Exercise aim:
When you reproduce these records, keep every word exactly and drop the images.

Records to process:
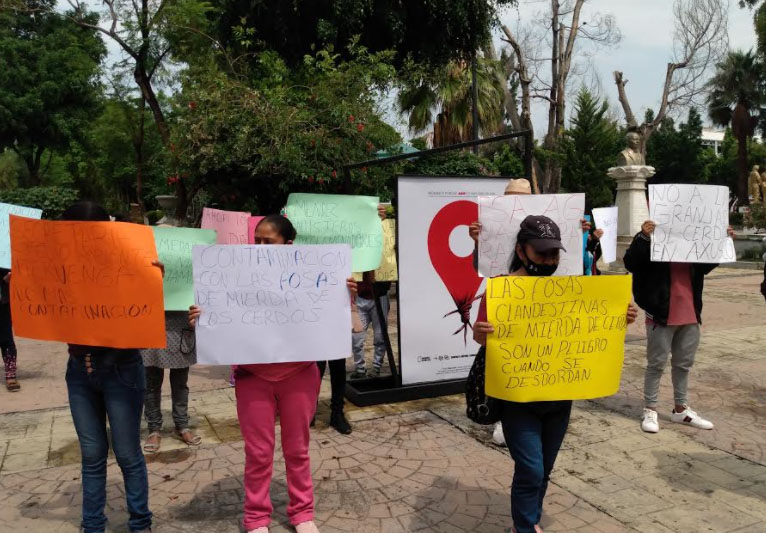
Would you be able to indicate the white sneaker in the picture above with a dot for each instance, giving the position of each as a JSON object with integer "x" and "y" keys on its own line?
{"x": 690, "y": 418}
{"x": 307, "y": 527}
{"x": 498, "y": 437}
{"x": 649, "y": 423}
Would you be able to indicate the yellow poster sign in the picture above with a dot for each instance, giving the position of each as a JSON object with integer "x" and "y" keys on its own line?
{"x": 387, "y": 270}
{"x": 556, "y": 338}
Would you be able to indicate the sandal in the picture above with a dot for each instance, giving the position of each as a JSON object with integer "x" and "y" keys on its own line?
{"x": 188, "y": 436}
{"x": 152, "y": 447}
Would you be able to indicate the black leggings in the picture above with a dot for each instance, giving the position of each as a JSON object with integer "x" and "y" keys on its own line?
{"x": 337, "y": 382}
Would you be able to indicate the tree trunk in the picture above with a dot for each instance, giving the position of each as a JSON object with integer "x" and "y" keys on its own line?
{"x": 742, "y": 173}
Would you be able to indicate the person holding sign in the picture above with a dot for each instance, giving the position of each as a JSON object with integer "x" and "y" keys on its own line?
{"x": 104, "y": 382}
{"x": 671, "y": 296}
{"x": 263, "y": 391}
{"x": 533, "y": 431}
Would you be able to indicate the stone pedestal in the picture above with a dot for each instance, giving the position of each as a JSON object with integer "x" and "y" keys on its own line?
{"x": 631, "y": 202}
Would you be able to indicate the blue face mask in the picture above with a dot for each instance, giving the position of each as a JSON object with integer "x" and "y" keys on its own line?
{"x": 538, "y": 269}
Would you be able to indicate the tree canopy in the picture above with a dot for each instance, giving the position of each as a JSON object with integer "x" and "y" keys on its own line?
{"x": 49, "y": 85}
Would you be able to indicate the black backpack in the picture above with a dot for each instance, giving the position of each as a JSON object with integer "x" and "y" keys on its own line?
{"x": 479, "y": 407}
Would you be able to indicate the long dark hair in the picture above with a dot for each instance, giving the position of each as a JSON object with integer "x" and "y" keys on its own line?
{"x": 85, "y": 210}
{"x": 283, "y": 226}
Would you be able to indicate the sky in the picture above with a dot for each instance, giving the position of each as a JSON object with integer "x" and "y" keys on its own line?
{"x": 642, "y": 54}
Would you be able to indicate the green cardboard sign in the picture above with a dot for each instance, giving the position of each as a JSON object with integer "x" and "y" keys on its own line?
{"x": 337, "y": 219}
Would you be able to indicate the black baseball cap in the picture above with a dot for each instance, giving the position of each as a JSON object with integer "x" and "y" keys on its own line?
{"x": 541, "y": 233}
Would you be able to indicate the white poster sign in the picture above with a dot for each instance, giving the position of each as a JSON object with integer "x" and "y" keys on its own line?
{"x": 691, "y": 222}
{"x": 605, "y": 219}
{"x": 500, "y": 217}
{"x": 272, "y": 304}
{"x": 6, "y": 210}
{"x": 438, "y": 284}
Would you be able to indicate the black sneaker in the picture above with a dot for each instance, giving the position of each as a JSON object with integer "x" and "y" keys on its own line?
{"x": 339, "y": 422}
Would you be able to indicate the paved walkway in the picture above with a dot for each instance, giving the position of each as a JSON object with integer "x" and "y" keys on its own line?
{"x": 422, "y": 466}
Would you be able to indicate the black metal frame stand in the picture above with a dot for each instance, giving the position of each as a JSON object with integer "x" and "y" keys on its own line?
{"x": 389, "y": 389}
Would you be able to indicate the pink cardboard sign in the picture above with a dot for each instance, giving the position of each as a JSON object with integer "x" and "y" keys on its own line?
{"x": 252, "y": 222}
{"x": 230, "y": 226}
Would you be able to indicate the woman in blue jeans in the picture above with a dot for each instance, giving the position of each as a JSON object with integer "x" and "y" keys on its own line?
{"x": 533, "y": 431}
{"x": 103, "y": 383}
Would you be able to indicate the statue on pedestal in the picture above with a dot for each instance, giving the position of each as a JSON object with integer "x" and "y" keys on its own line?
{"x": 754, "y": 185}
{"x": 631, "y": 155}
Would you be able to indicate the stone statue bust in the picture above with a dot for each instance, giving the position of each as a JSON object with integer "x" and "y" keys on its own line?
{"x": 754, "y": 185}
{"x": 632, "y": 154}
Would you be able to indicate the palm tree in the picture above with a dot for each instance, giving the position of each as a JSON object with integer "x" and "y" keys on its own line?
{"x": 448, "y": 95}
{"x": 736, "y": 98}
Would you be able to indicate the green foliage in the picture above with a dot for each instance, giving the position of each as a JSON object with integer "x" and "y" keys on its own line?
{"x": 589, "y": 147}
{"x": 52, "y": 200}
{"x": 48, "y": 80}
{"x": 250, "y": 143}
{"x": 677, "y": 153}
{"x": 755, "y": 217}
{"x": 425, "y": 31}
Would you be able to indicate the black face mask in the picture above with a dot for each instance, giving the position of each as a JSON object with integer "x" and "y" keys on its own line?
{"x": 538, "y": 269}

Answer:
Would you be able to indicate the white sneaker in the picture above with a dot for each instance, giving the position of each as a JSON object with integer "x" and "y" keys on its own line?
{"x": 690, "y": 418}
{"x": 307, "y": 527}
{"x": 498, "y": 437}
{"x": 649, "y": 423}
Would you be able to indicate the yellow poster sign in the picture above with a dot for each instance, giving the position of each as a JSON object with integer "x" and "y" keys on its own line?
{"x": 387, "y": 270}
{"x": 556, "y": 338}
Would you be able to indicate the sandal in the picture above with a dot for each instance, giving the position of each as a JSON object with integer "x" and "y" keys on its own line?
{"x": 188, "y": 436}
{"x": 152, "y": 447}
Would you be able to indicate the black leggings in the picture above with a dot for each instance, giving the position of each as a JSON object with integer "x" and "y" keys on its own line?
{"x": 337, "y": 382}
Would you be able to indicate the tree trunk in the picture above with a dot for each instance, giving the position of each as a JSON object with integer "x" and "y" keys on its own line?
{"x": 742, "y": 173}
Would you be able to indicate the person holding sign in the picture above with a dot for each instance, giving the position of each as a JSON object with integer "x" and "y" keys on its own line?
{"x": 104, "y": 382}
{"x": 671, "y": 296}
{"x": 263, "y": 391}
{"x": 533, "y": 431}
Would you be able to indicate the stone pedestal in the picture above with a dot for each instance, giving the position of each as a JSON object with integer "x" and "y" keys on its own line?
{"x": 631, "y": 202}
Would you be able to indicate the blue face mask in the picture above with a dot for each instance, giving the position of each as a JSON object with integer "x" and "y" keys on its own line?
{"x": 538, "y": 269}
Would you be able to indicate the tree canopy in the picture above with a dot for each instance, giving the position of each as a JSON object with integer "x" and "y" keys on its own line?
{"x": 49, "y": 85}
Would you be able to indicate the black backpack in the picture above with a dot for each instance, giving the position of each as a JSON object with integer "x" and "y" keys on its own line?
{"x": 479, "y": 407}
Would you be able to indicate the long dark hair in the picture above with a dot for each instance, giving the position of each as a JSON object with integer "x" and "y" keys on its own line?
{"x": 85, "y": 210}
{"x": 283, "y": 226}
Would you be able to indicate the sky in the picture above with a dot for each instance, giving the position of each as a JSON object with integer "x" and "y" keys on its own line?
{"x": 642, "y": 54}
Would you be able to indicate the green cardboard sign in the picture above with a dot for each instance, giving the position of each as a JSON object with integer "x" and "y" keys on its own line?
{"x": 337, "y": 219}
Would you be able to indicate the black baseball cap in the picture above with a dot for each instance, giving the position of each as a JSON object with integer "x" and "y" keys on its own line?
{"x": 541, "y": 233}
Would you be able to indicate the white poster sign in the picture above with a dot for each instance, giving the position of each as a JSON object with integer "x" and "y" keys on its own line?
{"x": 691, "y": 222}
{"x": 605, "y": 219}
{"x": 500, "y": 217}
{"x": 272, "y": 304}
{"x": 6, "y": 210}
{"x": 438, "y": 284}
Would you be able to indicate the black sneaker in the picture above with a dot for each instance, giving the position of each as a JSON object with integer "x" and "y" keys on its own line?
{"x": 339, "y": 422}
Would you be able to indicate the paved walkway in the picture above with a dot for each instance, giving the position of each as a JSON object with integer "x" and "y" keys on its own line?
{"x": 422, "y": 466}
Would you be able to indicate the black metal frame stand in the picture above with a dot for each instance, giving the position of each as a JSON object with integer "x" and "y" keys on its own line?
{"x": 389, "y": 389}
Would you be able to indicate the pink cardboard sign in the picture above with a dot for each instance, giving the position of each as a JSON object with integer "x" and "y" keys on its own line?
{"x": 252, "y": 222}
{"x": 230, "y": 226}
Would you be able to indicate the woman in blue jeans in the picture above with a dot for each instance, giving the position of each as a JSON object with integer "x" and "y" keys on its own line?
{"x": 533, "y": 431}
{"x": 103, "y": 383}
Would you be able to indicate the statue on pedestal in the picture above with a dot for each instance, giving the position of each as a JSON object with integer "x" and "y" keys on its own line?
{"x": 754, "y": 185}
{"x": 631, "y": 155}
Would you be able to indicate the stone statue bust in the picture above with a dot for each instance, giving the position of each as a JSON object with integer "x" and "y" keys on its own line?
{"x": 754, "y": 185}
{"x": 632, "y": 154}
Would you be able to indicate the palm tree in the picture above with a dot for each instance, giving the position of each as a JSON object with integer "x" and "y" keys on its own line?
{"x": 448, "y": 95}
{"x": 736, "y": 98}
Would you be able to indicate the green foliage in the picture above with a dot for each instance, giving the position of each as a JSON object with integer "x" and "y" keys on its own line?
{"x": 589, "y": 147}
{"x": 52, "y": 200}
{"x": 48, "y": 80}
{"x": 250, "y": 143}
{"x": 677, "y": 153}
{"x": 755, "y": 217}
{"x": 425, "y": 31}
Would you be able to indicate the black face mask in the picture above with a dot for each instance, giving the position of each as a JSON object with integer "x" and "y" keys on its own line?
{"x": 538, "y": 269}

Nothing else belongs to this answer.